_WHAT YOU SHOULD DO:_ Output the following lines exactly as they appear.

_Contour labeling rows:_
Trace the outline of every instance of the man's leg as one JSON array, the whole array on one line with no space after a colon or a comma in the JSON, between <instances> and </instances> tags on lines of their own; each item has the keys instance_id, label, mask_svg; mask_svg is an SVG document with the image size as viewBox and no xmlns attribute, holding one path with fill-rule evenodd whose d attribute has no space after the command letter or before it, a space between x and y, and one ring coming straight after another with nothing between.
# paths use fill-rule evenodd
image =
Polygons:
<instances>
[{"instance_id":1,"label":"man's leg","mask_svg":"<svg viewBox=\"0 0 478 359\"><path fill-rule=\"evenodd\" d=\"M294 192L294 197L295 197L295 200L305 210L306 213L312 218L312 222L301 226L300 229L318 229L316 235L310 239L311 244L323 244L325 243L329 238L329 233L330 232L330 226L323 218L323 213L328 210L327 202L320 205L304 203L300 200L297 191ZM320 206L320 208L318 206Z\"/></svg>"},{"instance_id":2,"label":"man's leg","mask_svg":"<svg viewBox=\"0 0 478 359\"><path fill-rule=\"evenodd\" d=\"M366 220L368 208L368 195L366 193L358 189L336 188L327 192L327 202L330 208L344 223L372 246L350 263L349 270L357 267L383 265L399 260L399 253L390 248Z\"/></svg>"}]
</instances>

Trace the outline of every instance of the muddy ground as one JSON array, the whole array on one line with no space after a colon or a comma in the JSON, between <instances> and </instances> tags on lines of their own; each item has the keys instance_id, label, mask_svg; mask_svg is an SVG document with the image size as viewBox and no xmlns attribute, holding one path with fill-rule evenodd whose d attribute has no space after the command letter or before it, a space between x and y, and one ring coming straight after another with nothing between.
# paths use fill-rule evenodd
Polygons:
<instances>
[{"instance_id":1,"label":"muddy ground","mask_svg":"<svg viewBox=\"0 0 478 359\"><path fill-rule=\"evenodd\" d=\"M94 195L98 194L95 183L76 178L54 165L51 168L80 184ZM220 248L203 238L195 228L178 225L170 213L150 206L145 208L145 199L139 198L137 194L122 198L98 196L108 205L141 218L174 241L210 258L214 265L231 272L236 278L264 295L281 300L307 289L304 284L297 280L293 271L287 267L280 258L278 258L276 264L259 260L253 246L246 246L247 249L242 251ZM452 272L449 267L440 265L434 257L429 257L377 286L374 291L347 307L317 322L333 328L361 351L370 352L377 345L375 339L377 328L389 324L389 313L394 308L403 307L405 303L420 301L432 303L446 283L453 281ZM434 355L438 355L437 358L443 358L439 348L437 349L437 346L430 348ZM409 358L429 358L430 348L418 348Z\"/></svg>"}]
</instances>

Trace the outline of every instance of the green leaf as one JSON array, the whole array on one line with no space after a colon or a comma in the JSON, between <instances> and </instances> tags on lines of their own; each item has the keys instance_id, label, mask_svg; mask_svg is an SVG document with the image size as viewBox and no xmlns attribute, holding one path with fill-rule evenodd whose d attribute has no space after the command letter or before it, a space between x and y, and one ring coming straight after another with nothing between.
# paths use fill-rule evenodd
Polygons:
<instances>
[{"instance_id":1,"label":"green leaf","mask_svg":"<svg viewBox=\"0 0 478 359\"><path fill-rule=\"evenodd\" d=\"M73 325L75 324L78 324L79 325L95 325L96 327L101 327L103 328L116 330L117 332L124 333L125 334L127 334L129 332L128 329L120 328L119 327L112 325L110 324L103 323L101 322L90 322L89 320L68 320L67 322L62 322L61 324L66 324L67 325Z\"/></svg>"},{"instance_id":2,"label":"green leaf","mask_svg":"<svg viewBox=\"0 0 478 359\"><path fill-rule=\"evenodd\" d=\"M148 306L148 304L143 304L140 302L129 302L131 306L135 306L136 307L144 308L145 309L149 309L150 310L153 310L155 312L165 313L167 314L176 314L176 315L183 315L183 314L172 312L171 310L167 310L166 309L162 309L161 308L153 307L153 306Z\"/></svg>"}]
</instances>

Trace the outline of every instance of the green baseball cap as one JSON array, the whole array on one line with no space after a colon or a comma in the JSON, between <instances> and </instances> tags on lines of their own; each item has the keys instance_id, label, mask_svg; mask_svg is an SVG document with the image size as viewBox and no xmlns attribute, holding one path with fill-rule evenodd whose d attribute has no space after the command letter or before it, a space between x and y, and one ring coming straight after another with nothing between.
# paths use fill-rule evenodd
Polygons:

_EXERCISE OUTPUT:_
Trace the outline of every instance of the man's leg as one JSON array, the whole array on one line with no space after a colon or a comma in the JSON, between <instances> and </instances> tags on lines of their own; each item has the keys instance_id, label, mask_svg; mask_svg is an SVG document with the image size as viewBox and no xmlns attribute, holding one path with fill-rule evenodd whose d attribute has no space after the command letter or before it, a space between x and y, and one ring coming straight after another with nothing between.
# paths use fill-rule evenodd
image =
Polygons:
<instances>
[{"instance_id":1,"label":"man's leg","mask_svg":"<svg viewBox=\"0 0 478 359\"><path fill-rule=\"evenodd\" d=\"M294 192L294 197L295 197L295 200L305 210L306 213L312 218L312 222L301 226L300 229L318 229L316 235L310 239L311 244L323 244L325 243L329 238L329 233L330 232L330 226L323 218L323 213L328 210L327 202L320 205L304 203L300 200L297 191ZM320 206L320 208L318 206Z\"/></svg>"},{"instance_id":2,"label":"man's leg","mask_svg":"<svg viewBox=\"0 0 478 359\"><path fill-rule=\"evenodd\" d=\"M366 220L368 208L368 195L366 193L358 189L336 188L327 192L327 202L330 208L344 223L372 246L350 263L349 270L357 267L383 265L399 260L399 253L390 248Z\"/></svg>"}]
</instances>

Trace the outline of every instance of the muddy ground as one JSON array, the whole array on one line with no space after a colon or a comma in the JSON, between <instances> and </instances> tags on lines of their own; each item has the keys instance_id, label, mask_svg; mask_svg is an SVG document with the image size as viewBox and no xmlns attribute, holding one path with fill-rule evenodd whose d attribute has no space after the command letter or before it, a space between x and y, and one ring coming straight after another with nothing between.
# paths use fill-rule evenodd
Polygons:
<instances>
[{"instance_id":1,"label":"muddy ground","mask_svg":"<svg viewBox=\"0 0 478 359\"><path fill-rule=\"evenodd\" d=\"M94 195L98 194L95 183L76 178L54 165L51 168L80 184ZM220 248L203 238L195 228L178 225L170 213L150 206L145 208L145 199L139 198L137 194L122 198L98 196L108 205L141 218L174 241L210 258L214 265L231 272L236 278L264 295L281 300L307 289L304 284L297 280L293 271L287 267L280 258L278 258L276 264L259 260L253 246L246 246L247 249L242 251ZM452 272L449 267L440 265L434 257L429 257L377 286L374 291L347 307L317 322L333 328L361 351L370 352L377 345L375 339L377 328L389 324L389 313L394 308L403 307L405 303L420 301L432 303L446 283L453 281ZM434 355L438 355L437 358L443 358L439 348L437 349L437 346L430 348ZM409 358L429 358L430 348L418 348Z\"/></svg>"}]
</instances>

Trace the outline of every instance of the green leaf as one JSON array, the whole array on one line with no space after a colon or a comma in the JSON, between <instances> and </instances> tags on lines of their own; each item has the keys instance_id, label, mask_svg; mask_svg is an SVG document with the image size as viewBox and no xmlns attribute, holding one path with fill-rule evenodd whose d attribute has no space after the command letter or before it, a space between x and y, and one ring coming straight after another with nothing between.
# paths use fill-rule evenodd
Polygons:
<instances>
[{"instance_id":1,"label":"green leaf","mask_svg":"<svg viewBox=\"0 0 478 359\"><path fill-rule=\"evenodd\" d=\"M73 325L75 324L78 324L79 325L95 325L96 327L101 327L103 328L116 330L117 332L124 333L125 334L127 334L129 332L128 329L120 328L119 327L112 325L110 324L103 323L101 322L90 322L89 320L68 320L67 322L62 322L61 324L66 324L67 325Z\"/></svg>"},{"instance_id":2,"label":"green leaf","mask_svg":"<svg viewBox=\"0 0 478 359\"><path fill-rule=\"evenodd\" d=\"M148 306L148 304L143 304L140 302L129 302L131 306L135 306L136 307L144 308L145 309L149 309L150 310L153 310L155 312L165 313L167 314L176 314L176 315L183 315L183 314L172 312L171 310L167 310L166 309L162 309L161 308L153 307L153 306Z\"/></svg>"}]
</instances>

Trace the outline of every instance of the green baseball cap as one JSON array, the whole array on one line with no space after a colon or a comma in the JSON, between <instances> and </instances> tags on lines of their own; each item has the keys instance_id, label, mask_svg; mask_svg is an SVG document with the image size as viewBox and no xmlns attribute, holding one path with fill-rule evenodd whose d attribute has no space after the command letter or before it, a space between x and y, and one ring coming straight after another with nothing between.
# paths use fill-rule evenodd
Polygons:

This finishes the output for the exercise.